TASKS FOR THIS EXERCISE:
(a) Translate this sentence from the XFS patch email into Spanish: "Unfortunately, between the flush and the truncate the mmap could dirty the page again."
(b) Transcribe part of the XFS patch email. Begin at the words "So that leaves" and stop after the words "truncate ofthe page.".
══ DOCUMENT TEXT
[PATCH 1/2]: Fix BUG in cancel_dirty_pages on XFS

public inbox for linux-kernel@vger.kernel.org
 help / color / mirror / Atom feed

From: David Chinner <dgc@sgi.com>
To: linux-kernel@vger.kernel.org
Cc: xfs@oss.sgi.com, akpm@osdl.org
Subject: [PATCH 1/2]: Fix BUG in cancel_dirty_pages on XFS
Date: Wed, 24 Jan 2007 09:37:02 +1100	[thread overview]
Message-ID: <20070123223702.GF33919298@melbourne.sgi.com> (raw)


With the recent changes to cancel_dirty_pages(), XFS will
dump warnings in the syslog because it can truncate_inode_pages()
on dirty mapped pages.

I've determined that this is indeed correct behaviour for XFS
as this can happen in the case of races on mmap()d files with
direct I/O. In this case when we do a direct I/O read, we
flush the dirty pages to disk, then truncate them out of the
page cache. Unfortunately, between the flush and the truncate
the mmap could dirty the page again. At this point we toss a
dirty page that is mapped.

None of the existing functions for truncating pages or invalidating
pages work in this situation. Invalidating a page only works for
non-dirty pages with non-dirty buffers, and they only work for
whole pages and XFS requires partial page truncation.

On top of that the page invalidation functions don't actually
call into the filesystem to invalidate the page and so the filesystem
can't actually invalidate the page properly (e.g. do stuff based on
private buffer head flags).

So that leaves us needing to use truncate semantics an the problem
is that none of them unmap pages in a non-racy manner - if they
unmap pages they do it separately tothe truncate of the page,
leading to races with mmap redirtying the page between the unmap and
the truncate ofthe page.
════
══ MATERIAL SHOWN
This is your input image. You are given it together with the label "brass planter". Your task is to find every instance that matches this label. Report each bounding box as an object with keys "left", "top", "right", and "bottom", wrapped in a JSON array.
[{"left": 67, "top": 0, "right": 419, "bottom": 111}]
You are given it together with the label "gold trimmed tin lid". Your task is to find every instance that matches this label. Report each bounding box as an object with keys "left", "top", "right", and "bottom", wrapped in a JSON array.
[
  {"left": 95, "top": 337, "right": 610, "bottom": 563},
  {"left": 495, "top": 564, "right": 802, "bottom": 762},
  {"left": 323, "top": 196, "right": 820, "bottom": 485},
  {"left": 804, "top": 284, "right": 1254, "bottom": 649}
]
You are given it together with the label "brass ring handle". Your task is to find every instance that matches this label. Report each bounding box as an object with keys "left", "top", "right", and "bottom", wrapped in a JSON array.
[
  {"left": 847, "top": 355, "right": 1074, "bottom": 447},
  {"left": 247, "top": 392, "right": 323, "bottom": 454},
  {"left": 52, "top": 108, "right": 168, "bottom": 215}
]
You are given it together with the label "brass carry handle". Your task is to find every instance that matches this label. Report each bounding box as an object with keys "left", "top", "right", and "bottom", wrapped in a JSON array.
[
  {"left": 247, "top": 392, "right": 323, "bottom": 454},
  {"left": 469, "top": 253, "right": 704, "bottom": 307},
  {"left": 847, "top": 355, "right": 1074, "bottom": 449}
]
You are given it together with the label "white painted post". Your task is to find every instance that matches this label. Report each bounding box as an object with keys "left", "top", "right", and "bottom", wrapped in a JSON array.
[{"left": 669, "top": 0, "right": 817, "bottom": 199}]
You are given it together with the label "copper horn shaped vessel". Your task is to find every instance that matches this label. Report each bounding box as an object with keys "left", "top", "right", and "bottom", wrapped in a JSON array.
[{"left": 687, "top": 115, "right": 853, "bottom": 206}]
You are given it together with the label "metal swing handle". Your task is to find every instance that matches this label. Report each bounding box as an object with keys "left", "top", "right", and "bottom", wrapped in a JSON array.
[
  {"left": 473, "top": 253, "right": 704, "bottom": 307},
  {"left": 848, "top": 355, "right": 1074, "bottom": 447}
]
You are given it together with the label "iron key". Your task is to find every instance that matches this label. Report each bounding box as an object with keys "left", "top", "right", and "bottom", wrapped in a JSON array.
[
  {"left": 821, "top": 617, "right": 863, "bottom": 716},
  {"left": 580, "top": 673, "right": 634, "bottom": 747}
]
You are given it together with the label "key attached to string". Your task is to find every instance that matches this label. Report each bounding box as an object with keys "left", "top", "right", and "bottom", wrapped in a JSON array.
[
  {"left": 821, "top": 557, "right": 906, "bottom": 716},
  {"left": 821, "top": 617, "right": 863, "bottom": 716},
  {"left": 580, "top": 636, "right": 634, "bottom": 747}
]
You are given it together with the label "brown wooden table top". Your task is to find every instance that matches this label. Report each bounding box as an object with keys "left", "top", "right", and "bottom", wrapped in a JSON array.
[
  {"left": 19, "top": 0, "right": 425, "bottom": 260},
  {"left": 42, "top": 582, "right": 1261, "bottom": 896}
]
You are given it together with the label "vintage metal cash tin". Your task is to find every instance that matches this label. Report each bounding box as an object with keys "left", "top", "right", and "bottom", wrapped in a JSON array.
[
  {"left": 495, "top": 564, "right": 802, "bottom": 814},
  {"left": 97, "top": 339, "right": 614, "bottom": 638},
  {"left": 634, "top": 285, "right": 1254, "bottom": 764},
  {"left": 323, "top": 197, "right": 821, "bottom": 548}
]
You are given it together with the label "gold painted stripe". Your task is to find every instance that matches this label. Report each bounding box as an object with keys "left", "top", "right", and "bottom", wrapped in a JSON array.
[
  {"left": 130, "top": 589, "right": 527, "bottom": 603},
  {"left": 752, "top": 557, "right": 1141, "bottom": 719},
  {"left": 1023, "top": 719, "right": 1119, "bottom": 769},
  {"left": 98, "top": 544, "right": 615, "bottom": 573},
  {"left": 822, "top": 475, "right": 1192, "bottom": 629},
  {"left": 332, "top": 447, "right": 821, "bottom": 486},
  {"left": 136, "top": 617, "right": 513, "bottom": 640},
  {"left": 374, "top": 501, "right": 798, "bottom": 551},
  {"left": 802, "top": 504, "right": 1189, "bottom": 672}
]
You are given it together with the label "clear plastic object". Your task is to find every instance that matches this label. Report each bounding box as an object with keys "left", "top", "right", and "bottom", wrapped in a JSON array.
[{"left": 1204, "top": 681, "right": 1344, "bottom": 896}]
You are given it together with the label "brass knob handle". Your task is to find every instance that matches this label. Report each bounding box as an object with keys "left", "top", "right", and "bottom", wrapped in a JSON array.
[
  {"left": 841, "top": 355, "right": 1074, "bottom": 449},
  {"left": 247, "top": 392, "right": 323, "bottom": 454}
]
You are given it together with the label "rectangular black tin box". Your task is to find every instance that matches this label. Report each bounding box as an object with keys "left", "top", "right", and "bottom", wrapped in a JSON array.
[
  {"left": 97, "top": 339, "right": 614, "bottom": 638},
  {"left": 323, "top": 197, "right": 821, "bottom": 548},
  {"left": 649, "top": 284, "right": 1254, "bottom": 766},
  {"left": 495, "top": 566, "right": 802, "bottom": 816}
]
════
PER-TASK OUTPUTS:
(a) Por desgracia, entre el volcado y el truncamiento, el mmap podría volver a marcar la página como sucia.

(b)
So that leaves us needing to use truncate semantics an the problem
is that none of them unmap pages in a non-racy manner - if they
unmap pages they do it separately tothe truncate of the page,
leading to races with mmap redirtying the page between the unmap and
the truncate ofthe page.